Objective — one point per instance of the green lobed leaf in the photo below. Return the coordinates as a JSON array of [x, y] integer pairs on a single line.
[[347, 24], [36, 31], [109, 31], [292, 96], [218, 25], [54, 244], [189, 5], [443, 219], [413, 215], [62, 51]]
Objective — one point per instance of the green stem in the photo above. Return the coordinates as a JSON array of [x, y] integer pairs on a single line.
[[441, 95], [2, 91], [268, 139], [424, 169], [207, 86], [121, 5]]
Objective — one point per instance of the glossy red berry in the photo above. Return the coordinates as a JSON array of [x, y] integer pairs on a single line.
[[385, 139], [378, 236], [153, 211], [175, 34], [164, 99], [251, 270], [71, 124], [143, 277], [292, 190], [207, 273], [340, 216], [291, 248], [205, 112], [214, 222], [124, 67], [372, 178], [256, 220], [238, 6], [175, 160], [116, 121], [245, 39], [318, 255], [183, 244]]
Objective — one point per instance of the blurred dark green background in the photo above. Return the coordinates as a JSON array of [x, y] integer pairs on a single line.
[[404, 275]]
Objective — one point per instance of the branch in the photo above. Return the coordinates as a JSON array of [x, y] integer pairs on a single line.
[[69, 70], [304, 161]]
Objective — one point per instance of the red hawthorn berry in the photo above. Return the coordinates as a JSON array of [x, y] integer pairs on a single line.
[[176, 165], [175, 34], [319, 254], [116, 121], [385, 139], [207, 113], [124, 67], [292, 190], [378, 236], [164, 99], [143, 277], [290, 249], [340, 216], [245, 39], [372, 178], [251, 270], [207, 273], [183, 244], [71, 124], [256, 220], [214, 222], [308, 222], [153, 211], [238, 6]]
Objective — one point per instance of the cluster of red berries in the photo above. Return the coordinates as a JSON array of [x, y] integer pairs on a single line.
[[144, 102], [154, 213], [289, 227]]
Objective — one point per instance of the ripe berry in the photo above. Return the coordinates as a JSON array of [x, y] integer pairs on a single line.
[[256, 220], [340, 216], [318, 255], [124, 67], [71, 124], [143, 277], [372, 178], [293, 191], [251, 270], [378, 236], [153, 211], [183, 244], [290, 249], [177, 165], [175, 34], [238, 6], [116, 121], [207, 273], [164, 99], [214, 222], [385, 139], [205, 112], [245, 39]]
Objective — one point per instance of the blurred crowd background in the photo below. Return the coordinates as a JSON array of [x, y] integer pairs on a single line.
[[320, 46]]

[WRITTEN EXERCISE]:
Retype the rows between the line holding "Objective — one point per instance of the blurred dark" and the line holding "[[144, 102], [154, 213], [289, 227]]", inclusive, with no changes.

[COMPLETE ANSWER]:
Objective — one point per instance of the blurred dark green background in the photo above. Return the coordinates as a JSON array of [x, y] integer pairs on a single line.
[[404, 275]]
Objective — one point per instance of the branch in the photo above. Return the coordinates as a JSON array of [x, y] integer pairs on a single line.
[[69, 70], [304, 161]]
Objective — one point per instance of the red hawthorn berry in the photo above. Return the coordinates as a JSON array of [x, y] integer pairs on a single line.
[[176, 165], [175, 34], [319, 254], [116, 121], [385, 139], [207, 113], [124, 67], [292, 190], [378, 236], [164, 99], [143, 277], [290, 249], [340, 216], [245, 39], [372, 178], [251, 270], [207, 273], [183, 244], [71, 124], [256, 220], [214, 222], [308, 222], [153, 211], [238, 6]]
Objective — one point per instance of the cluster of red berries in the photo above. Return the coordinates as a JSON array of [x, y] integer pairs on a single line.
[[144, 102], [154, 213], [289, 227]]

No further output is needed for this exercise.